Mechanical testing was done at an engineering strain rate of ≈ 10−3/s using a Sintech 20G load frame. The sample was loaded in uniaxial tension for 100 load cycles to a nominal axial strain of 1%, as measured by a 10 mm extensometer with knife around the center of the sample gage section. The sample was removed from the load frame after 10, 20, 50, and 100 cycles for imaging of any cracks. The imaging was performed using an FEI Quanta 600F scanning electron microscope (SEM).

Simulations Using a Micromechanics-Based Model

A microstructural finite element (FE) model for phase transformation by Manchiraju and Anderson was used to perform the simulations [22]. Key features of the model are summarized below.

  1. 1.

    Each element was modeled as an austenite single crystal with three deformation mechanisms:

    1. a.

      Anisotropic linear elasticity in the austenite and martensite phases.

    2. b.

      Martensitic phase transformation between austenite (cubic, B2) and martensite (monoclinic, B19′) phases at the habit plane variant (plate) scale.

    3. c.

      Plasticity in austenite in the framework of crystal plasticity. Six 〈1 0 0〉/{1 1 0} and six 〈1 0 0〉/{0 1 0} B2 slip systems were considered.

  2. 2.

    The inputs to the model, reflecting the deformation mechanisms described above, were

    1. a.

      Elasticity: elastic constants and thermal expansion coefficients for the martensite and austenite phases.

    2. b.

| Recorded data |
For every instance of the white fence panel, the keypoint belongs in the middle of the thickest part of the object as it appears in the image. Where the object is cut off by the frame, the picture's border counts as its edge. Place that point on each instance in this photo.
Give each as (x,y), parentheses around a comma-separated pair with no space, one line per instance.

| Tasks to complete |
a: Could you reproduce the mechanical testing excerpt word for word, starting at "Mechanical testing was" and ending at "electron microscope (SEM)."?
b: How would you condense the paragraph of the mechanical testing excerpt that opens "Mechanical testing was done" into a short list that keeps its main facts?
The listing has no connection to the mechanical testing excerpt.

| Expected outputs |
a:
Mechanical testing was done at an engineering strain rate of ≈ 10−3/s using a Sintech 20G load frame. The sample was loaded in uniaxial tension for 100 load cycles to a nominal axial strain of 1%, as measured by a 10 mm extensometer with knife around the center of the sample gage section. The sample was removed from the load frame after 10, 20, 50, and 100 cycles for imaging of any cracks. The imaging was performed using an FEI Quanta 600F scanning electron microscope (SEM).

b:
- Tests ran at an engineering strain rate of about 10−3/s on a Sintech 20G load frame.
- The sample went through 100 cycles of uniaxial tension to a nominal axial strain of 1%. A 10 mm extensometer at the center of the gage section measured the strain.
- After 10, 20, 50, and 100 cycles, the sample was taken out to image any cracks.
- Imaging used an FEI Quanta 600F scanning electron microscope (SEM).